• _Directions for this task_:
Your task is to return the line containing "Guideline: for every instance of the white tent, drop" plus every line after it, exactly and with nothing added.
+ + + + + + +
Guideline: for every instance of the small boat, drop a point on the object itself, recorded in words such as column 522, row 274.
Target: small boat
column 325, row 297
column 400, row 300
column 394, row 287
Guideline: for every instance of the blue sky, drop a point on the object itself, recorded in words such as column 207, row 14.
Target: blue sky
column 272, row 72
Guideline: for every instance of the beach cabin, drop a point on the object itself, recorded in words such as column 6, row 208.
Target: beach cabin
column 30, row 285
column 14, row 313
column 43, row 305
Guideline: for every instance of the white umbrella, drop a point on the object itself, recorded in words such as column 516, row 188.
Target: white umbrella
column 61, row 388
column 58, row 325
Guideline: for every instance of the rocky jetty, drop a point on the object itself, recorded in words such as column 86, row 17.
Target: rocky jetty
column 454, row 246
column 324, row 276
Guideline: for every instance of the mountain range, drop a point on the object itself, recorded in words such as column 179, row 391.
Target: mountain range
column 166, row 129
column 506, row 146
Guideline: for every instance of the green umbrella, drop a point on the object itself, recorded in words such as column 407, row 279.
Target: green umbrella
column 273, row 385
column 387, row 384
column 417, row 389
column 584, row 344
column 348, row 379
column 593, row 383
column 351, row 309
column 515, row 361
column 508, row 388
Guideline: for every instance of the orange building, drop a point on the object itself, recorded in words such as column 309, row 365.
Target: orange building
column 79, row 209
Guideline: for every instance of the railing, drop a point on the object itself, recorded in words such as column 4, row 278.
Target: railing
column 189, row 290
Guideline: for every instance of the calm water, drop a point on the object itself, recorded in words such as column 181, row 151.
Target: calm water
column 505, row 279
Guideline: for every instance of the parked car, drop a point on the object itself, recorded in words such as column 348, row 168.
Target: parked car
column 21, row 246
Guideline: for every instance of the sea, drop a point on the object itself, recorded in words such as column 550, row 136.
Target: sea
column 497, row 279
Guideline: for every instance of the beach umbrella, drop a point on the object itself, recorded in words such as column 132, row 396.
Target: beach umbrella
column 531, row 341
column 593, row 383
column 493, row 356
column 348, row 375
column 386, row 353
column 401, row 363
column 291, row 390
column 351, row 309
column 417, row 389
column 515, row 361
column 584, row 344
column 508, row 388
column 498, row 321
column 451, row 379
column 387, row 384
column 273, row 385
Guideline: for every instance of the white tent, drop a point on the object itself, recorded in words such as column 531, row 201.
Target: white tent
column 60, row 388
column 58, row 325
+ + + + + + +
• _Exercise response_:
Guideline: for every instance of the white tent, drop a point on the object itself, recorded in words such as column 531, row 201.
Target: white tent
column 60, row 388
column 58, row 325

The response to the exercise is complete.